Records from a data collection:
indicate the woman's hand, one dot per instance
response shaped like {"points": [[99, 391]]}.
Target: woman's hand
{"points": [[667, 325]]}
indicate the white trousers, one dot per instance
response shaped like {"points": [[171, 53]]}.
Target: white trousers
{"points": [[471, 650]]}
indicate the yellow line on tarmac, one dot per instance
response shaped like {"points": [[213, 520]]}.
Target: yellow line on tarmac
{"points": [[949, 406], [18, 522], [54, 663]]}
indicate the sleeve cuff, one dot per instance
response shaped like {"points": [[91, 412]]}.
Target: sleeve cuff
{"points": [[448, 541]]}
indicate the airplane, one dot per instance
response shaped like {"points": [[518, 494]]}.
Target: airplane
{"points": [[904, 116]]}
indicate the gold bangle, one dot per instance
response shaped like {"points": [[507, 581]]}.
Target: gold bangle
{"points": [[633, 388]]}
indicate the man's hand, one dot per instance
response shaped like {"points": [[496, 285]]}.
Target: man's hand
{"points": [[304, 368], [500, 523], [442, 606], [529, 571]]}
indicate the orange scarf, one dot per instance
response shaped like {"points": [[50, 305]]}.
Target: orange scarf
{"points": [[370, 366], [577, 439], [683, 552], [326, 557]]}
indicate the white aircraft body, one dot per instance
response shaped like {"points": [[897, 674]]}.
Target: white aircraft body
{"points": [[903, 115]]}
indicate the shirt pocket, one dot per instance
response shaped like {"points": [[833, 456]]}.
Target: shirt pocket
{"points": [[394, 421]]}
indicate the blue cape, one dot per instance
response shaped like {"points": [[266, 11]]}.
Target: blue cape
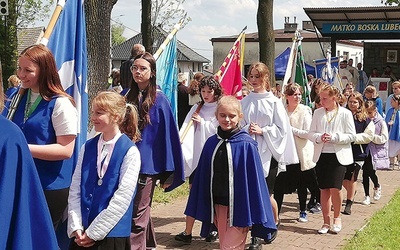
{"points": [[394, 130], [25, 218], [251, 202], [160, 147]]}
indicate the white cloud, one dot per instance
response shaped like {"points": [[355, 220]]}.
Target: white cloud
{"points": [[216, 18]]}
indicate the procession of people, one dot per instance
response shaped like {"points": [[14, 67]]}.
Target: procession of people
{"points": [[239, 157]]}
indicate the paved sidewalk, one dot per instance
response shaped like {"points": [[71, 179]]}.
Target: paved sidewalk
{"points": [[169, 220]]}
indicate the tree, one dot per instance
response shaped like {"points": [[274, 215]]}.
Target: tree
{"points": [[98, 44], [166, 13], [391, 2], [117, 30], [161, 13], [266, 34], [21, 13]]}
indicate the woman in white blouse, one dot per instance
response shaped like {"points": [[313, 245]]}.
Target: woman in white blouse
{"points": [[332, 131]]}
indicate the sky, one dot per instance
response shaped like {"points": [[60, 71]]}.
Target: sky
{"points": [[216, 18]]}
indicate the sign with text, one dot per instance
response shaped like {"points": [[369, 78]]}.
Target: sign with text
{"points": [[360, 27]]}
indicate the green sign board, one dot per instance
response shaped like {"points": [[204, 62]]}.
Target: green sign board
{"points": [[343, 28]]}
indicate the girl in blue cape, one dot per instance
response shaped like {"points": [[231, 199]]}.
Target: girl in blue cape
{"points": [[393, 122], [160, 146], [25, 218], [229, 188], [100, 201]]}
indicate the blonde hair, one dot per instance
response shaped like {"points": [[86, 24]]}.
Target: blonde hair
{"points": [[372, 90], [13, 81], [396, 84], [370, 106], [264, 73], [230, 101], [125, 115], [332, 90], [361, 114]]}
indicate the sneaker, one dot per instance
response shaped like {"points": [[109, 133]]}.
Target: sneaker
{"points": [[377, 193], [185, 238], [347, 208], [366, 200], [303, 216], [212, 236], [310, 205], [316, 209], [255, 244]]}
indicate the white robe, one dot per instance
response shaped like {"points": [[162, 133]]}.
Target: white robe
{"points": [[277, 140], [197, 135]]}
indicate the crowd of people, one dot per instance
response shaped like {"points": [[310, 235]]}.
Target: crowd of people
{"points": [[240, 157]]}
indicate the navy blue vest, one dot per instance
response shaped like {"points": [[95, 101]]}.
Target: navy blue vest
{"points": [[38, 129], [95, 198]]}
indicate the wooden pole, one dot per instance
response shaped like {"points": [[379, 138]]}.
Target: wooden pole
{"points": [[52, 22], [168, 38]]}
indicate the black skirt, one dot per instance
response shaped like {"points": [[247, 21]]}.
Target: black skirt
{"points": [[330, 173], [112, 243], [287, 182]]}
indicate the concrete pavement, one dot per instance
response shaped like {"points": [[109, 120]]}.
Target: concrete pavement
{"points": [[169, 220]]}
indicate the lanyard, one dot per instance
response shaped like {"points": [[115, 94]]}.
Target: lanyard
{"points": [[30, 108]]}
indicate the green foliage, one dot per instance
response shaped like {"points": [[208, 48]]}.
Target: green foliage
{"points": [[166, 13], [381, 231], [117, 30], [162, 197], [390, 2], [29, 11]]}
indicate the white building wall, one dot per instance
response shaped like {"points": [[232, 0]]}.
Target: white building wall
{"points": [[311, 51], [347, 51]]}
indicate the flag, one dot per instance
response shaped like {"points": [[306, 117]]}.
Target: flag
{"points": [[328, 70], [290, 64], [301, 74], [68, 44], [167, 71], [230, 72]]}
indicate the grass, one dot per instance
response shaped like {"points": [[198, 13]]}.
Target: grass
{"points": [[382, 230], [162, 197]]}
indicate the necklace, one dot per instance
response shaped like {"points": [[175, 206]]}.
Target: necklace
{"points": [[31, 106], [100, 170], [329, 120]]}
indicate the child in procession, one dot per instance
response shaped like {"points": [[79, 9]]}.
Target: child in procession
{"points": [[377, 153], [228, 176], [103, 185], [204, 125], [393, 122]]}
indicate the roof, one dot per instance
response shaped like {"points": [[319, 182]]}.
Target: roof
{"points": [[280, 36], [354, 16], [123, 51], [28, 37]]}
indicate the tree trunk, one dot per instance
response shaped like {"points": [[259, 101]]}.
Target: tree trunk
{"points": [[8, 45], [146, 29], [266, 35], [98, 37]]}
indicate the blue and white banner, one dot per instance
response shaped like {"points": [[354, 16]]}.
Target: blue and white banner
{"points": [[167, 73], [325, 68], [68, 44]]}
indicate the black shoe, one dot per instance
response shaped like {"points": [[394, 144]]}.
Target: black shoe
{"points": [[310, 205], [272, 238], [186, 238], [347, 208], [255, 244], [212, 236]]}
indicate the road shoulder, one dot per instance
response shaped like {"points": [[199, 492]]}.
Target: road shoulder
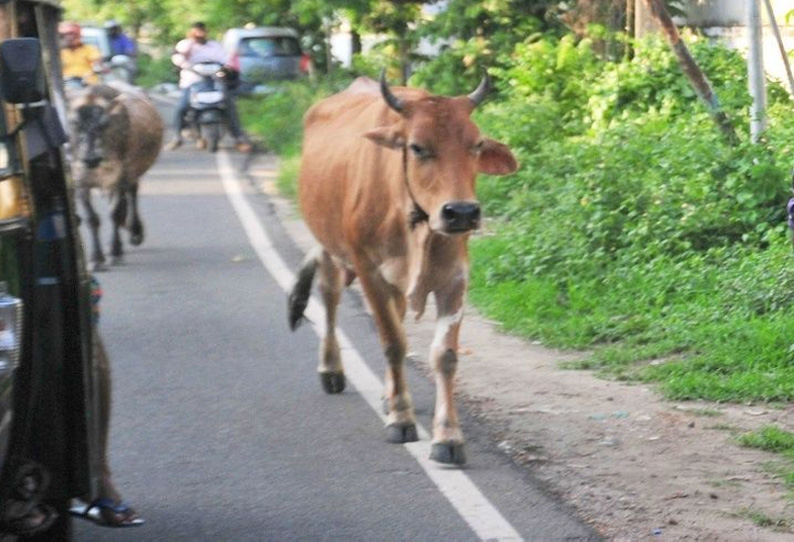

WHAT YOU SHOULD DO: Find every line in the rows above that contains the word "tarmac", and copy each of those lines.

RESPONSE:
indicate the yellow line on tarmac, one dot per instance
Target: yellow line on tarmac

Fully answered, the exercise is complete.